- **TASK TO COMPLETE**
Please copy the records word for word, from the start through the line containing "Target: leaning tree trunk".

- **AVAILABLE DATA**
»»
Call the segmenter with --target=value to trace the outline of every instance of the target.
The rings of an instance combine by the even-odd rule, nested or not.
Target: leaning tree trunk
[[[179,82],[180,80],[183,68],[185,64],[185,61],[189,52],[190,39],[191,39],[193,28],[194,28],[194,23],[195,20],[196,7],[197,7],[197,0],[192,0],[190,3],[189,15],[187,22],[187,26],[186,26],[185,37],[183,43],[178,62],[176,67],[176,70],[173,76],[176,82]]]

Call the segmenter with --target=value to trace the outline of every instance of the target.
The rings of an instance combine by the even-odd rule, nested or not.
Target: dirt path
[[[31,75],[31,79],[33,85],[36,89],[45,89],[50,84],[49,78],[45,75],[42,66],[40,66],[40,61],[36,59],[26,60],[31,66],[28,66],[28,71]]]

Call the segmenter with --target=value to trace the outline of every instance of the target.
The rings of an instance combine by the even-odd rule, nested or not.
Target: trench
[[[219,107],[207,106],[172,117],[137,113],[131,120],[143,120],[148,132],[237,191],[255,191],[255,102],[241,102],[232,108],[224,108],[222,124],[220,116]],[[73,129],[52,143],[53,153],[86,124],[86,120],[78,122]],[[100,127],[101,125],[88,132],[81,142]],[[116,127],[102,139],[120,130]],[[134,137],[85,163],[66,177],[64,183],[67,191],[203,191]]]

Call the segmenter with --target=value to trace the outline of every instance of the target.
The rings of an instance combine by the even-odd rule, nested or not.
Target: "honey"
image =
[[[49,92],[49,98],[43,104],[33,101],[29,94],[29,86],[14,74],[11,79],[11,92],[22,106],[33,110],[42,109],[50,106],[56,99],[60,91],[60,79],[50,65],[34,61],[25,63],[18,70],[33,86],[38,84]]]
««
- **RESPONSE TO THE EXERCISE**
Call the segmenter with --target=value to trace the outline of every instance of the target.
The rings of an instance combine by the even-odd rule, nested or not.
Target: leaning tree trunk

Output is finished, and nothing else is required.